(PROVIDED ENTRIES):
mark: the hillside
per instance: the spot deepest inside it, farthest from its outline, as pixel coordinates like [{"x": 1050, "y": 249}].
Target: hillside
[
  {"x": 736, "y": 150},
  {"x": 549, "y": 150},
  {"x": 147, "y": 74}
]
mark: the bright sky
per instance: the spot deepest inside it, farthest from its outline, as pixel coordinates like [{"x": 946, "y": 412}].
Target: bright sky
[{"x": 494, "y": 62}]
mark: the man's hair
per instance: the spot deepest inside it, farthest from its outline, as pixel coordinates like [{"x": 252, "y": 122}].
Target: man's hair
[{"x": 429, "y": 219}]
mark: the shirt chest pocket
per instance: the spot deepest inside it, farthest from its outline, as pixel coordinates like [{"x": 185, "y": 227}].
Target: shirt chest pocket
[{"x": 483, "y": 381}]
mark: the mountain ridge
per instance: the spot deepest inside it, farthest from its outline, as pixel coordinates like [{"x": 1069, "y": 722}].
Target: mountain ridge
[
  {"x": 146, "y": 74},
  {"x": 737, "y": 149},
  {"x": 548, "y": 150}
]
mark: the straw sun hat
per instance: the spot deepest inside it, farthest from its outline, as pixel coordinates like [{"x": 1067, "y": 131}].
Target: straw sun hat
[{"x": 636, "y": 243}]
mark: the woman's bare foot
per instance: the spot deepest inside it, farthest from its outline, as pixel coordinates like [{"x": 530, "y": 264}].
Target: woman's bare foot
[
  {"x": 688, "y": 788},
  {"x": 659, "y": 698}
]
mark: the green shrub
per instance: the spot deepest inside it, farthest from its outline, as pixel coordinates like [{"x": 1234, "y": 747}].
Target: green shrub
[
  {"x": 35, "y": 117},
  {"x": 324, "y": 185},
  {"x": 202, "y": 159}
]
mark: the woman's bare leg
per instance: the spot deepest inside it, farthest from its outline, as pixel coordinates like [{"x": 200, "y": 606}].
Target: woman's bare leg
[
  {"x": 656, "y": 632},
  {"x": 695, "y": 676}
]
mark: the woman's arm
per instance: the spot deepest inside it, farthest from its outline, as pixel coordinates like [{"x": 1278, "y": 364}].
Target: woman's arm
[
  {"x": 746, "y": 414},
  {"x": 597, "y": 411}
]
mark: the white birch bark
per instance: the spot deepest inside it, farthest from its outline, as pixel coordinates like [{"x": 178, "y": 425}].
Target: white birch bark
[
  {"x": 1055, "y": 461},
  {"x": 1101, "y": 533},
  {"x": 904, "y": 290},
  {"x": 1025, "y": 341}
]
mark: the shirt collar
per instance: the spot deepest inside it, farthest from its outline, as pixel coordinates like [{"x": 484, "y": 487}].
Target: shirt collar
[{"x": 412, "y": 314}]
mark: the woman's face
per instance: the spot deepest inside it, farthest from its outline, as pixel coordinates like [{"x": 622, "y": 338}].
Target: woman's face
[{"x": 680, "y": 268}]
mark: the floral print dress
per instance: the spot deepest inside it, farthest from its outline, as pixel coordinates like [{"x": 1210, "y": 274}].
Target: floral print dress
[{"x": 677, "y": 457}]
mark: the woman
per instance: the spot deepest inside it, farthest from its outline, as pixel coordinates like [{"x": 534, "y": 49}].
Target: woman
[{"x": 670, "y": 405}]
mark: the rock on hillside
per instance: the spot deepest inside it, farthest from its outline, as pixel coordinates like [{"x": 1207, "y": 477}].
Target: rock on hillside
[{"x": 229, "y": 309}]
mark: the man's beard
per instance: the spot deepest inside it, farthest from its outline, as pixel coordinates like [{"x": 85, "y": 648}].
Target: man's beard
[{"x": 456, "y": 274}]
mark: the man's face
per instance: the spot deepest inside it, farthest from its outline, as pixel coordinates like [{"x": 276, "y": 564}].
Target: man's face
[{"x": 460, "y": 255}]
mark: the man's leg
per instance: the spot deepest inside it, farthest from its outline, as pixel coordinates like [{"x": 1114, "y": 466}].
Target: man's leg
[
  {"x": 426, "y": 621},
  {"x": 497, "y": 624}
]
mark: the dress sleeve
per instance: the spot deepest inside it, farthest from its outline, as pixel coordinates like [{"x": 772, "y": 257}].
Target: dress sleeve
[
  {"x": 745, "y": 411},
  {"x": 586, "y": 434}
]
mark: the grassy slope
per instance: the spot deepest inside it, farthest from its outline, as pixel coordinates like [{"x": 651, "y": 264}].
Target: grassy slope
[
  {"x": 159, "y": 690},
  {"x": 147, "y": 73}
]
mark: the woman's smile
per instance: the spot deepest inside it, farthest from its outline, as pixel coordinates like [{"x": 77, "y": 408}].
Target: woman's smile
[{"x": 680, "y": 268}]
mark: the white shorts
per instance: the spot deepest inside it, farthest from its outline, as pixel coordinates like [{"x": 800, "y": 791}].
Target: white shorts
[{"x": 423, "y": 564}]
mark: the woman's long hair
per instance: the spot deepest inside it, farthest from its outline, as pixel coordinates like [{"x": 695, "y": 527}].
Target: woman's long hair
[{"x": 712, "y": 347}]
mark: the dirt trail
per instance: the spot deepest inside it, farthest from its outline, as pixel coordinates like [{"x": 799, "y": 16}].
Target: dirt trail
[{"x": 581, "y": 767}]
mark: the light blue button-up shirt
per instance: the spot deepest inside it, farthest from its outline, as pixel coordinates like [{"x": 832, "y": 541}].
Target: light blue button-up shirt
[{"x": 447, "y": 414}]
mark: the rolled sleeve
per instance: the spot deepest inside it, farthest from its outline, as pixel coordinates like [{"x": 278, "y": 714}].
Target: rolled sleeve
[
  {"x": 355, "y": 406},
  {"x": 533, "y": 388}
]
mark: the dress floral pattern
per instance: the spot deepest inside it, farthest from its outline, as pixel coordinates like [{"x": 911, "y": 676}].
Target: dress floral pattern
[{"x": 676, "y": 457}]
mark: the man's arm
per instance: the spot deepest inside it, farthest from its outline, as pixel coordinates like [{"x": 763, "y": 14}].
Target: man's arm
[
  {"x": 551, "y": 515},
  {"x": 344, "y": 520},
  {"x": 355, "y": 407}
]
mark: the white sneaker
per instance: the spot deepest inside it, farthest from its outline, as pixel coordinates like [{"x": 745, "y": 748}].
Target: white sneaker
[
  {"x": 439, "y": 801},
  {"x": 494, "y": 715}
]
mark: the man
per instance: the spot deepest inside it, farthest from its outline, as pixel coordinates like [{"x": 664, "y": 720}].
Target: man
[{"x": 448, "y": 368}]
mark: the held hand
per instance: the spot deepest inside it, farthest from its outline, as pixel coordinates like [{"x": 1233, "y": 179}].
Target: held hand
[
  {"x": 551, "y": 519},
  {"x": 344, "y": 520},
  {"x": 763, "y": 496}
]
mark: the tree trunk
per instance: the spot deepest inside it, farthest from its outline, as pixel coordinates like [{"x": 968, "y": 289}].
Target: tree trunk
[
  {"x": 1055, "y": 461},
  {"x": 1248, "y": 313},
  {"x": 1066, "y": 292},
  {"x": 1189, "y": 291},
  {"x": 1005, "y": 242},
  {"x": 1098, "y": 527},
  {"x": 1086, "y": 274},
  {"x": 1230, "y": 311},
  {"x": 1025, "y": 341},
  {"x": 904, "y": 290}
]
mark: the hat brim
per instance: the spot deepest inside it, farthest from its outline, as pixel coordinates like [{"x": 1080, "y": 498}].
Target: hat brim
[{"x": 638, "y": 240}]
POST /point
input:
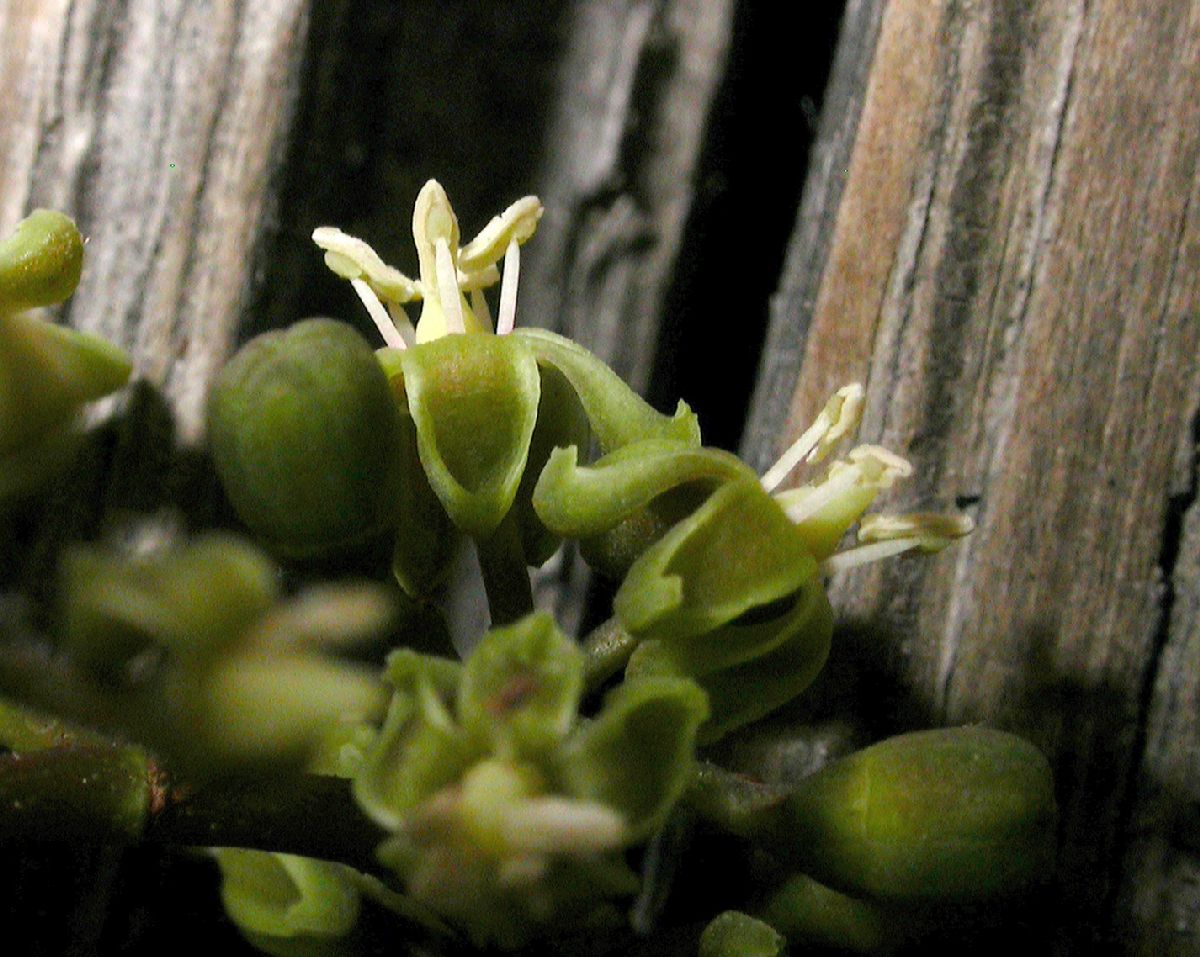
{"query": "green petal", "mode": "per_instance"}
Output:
(305, 438)
(618, 415)
(420, 748)
(947, 814)
(287, 900)
(639, 753)
(425, 537)
(40, 263)
(474, 403)
(521, 687)
(580, 501)
(748, 669)
(737, 934)
(685, 584)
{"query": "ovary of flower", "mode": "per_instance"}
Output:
(448, 272)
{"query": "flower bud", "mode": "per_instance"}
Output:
(40, 263)
(947, 814)
(305, 438)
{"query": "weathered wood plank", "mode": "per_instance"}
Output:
(159, 126)
(1012, 271)
(617, 176)
(1159, 902)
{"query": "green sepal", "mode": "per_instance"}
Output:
(521, 687)
(948, 814)
(681, 587)
(748, 669)
(737, 934)
(306, 439)
(639, 753)
(425, 537)
(197, 601)
(474, 403)
(582, 500)
(810, 914)
(40, 263)
(420, 747)
(616, 413)
(288, 906)
(47, 373)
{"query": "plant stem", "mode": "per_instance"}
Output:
(90, 794)
(505, 576)
(306, 814)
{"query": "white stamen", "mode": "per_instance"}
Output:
(880, 465)
(864, 554)
(840, 416)
(549, 825)
(840, 481)
(402, 323)
(934, 527)
(479, 306)
(508, 314)
(378, 313)
(448, 288)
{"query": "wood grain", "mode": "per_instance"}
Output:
(159, 126)
(618, 176)
(1013, 274)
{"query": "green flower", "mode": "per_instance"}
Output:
(724, 579)
(486, 411)
(191, 651)
(508, 810)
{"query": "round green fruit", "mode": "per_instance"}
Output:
(305, 435)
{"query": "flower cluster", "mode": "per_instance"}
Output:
(505, 796)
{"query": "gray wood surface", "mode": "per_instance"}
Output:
(159, 126)
(1012, 271)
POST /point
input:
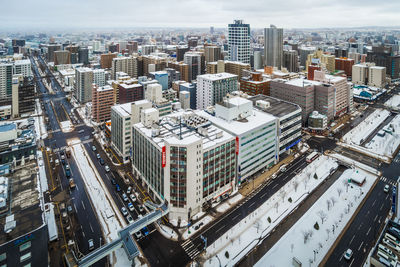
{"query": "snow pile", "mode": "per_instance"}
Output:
(387, 144)
(393, 102)
(366, 127)
(110, 218)
(66, 126)
(318, 229)
(250, 231)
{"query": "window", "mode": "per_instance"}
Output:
(25, 246)
(25, 257)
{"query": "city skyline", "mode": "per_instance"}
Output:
(46, 14)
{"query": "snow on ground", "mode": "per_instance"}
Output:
(329, 215)
(167, 232)
(355, 163)
(387, 144)
(110, 218)
(191, 230)
(245, 235)
(66, 126)
(393, 102)
(366, 127)
(42, 172)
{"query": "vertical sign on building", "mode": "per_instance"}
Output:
(163, 157)
(237, 145)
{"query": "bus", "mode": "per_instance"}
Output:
(310, 158)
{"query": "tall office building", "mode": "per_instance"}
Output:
(273, 46)
(239, 42)
(212, 88)
(194, 61)
(291, 60)
(83, 84)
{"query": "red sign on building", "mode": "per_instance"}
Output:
(163, 157)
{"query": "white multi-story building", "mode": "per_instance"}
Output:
(184, 160)
(239, 42)
(377, 76)
(99, 77)
(255, 133)
(212, 88)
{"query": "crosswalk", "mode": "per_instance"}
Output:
(190, 249)
(387, 180)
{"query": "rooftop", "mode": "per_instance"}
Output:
(216, 77)
(278, 107)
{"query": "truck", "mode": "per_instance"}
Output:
(71, 183)
(68, 152)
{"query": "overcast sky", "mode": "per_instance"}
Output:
(197, 13)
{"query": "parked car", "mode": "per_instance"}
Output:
(124, 211)
(348, 254)
(117, 187)
(91, 244)
(131, 207)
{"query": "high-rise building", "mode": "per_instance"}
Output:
(193, 60)
(212, 53)
(102, 101)
(239, 42)
(83, 84)
(273, 46)
(291, 60)
(212, 88)
(83, 55)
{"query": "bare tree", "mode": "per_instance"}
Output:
(339, 190)
(322, 215)
(328, 204)
(333, 200)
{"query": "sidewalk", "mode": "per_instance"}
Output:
(250, 186)
(257, 253)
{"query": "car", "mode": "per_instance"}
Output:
(348, 254)
(91, 244)
(131, 207)
(138, 235)
(124, 211)
(145, 231)
(386, 189)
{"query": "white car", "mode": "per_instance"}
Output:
(348, 254)
(124, 211)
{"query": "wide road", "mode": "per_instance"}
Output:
(362, 233)
(89, 226)
(195, 244)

(WHAT TO WORK ON):
Identify every line of the items above that contains the word "foot", and copy each such line in full.

(THE OUTPUT):
mark: the woman's bare foot
Target: woman's bare foot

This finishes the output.